SOURCE DATA -
━━━━

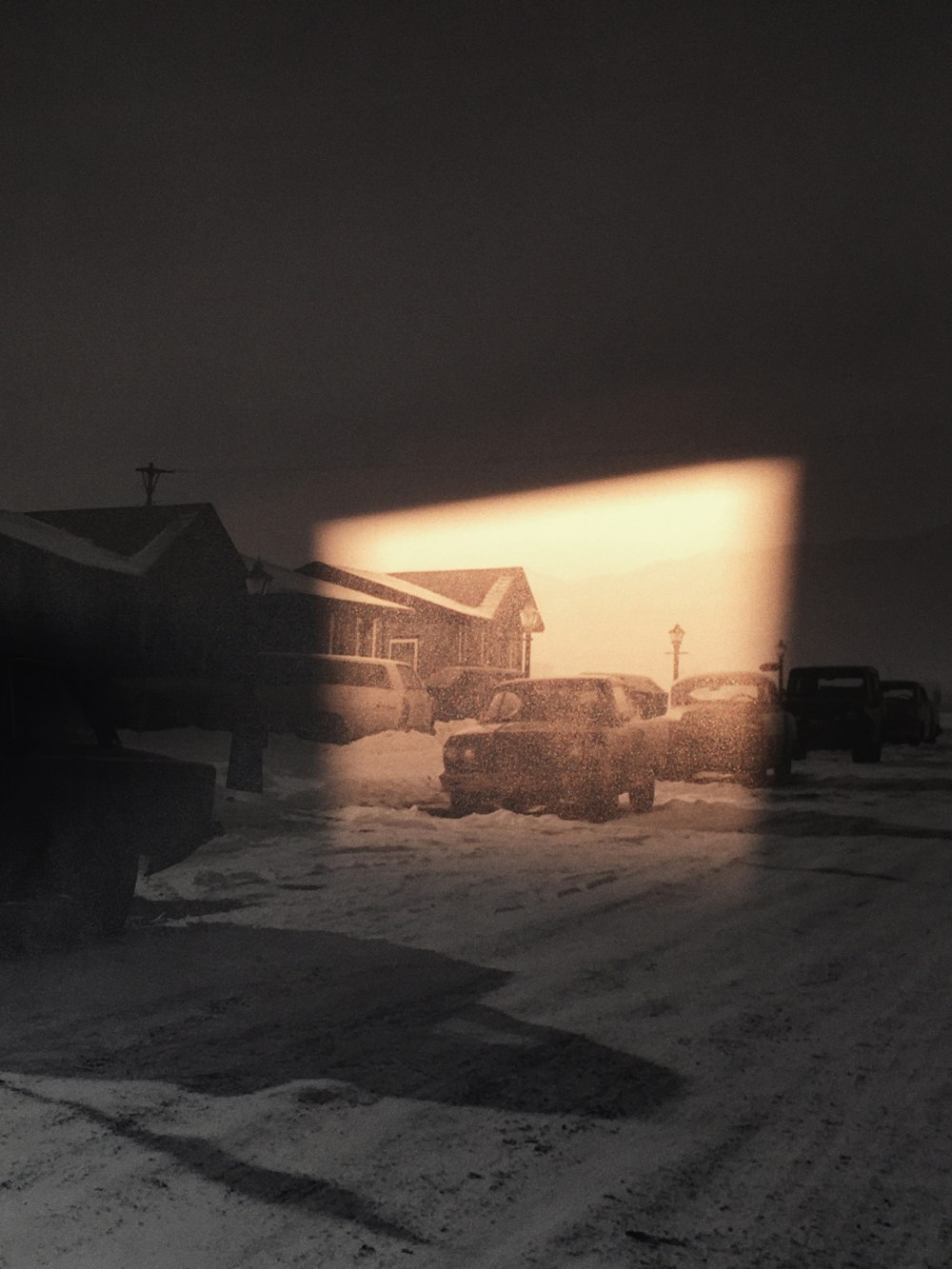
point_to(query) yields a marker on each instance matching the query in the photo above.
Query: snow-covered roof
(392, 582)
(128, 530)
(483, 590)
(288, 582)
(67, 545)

━━━━

EXERCISE DESCRIPTION -
Give back every entry in full, exactly as written, with no picture included.

ANSWER FOR THIS EXERCISE -
point_to(query) yields a marker on each instance matching the query in the photo above.
Query: snow-covered roof
(392, 582)
(128, 530)
(483, 590)
(288, 582)
(67, 545)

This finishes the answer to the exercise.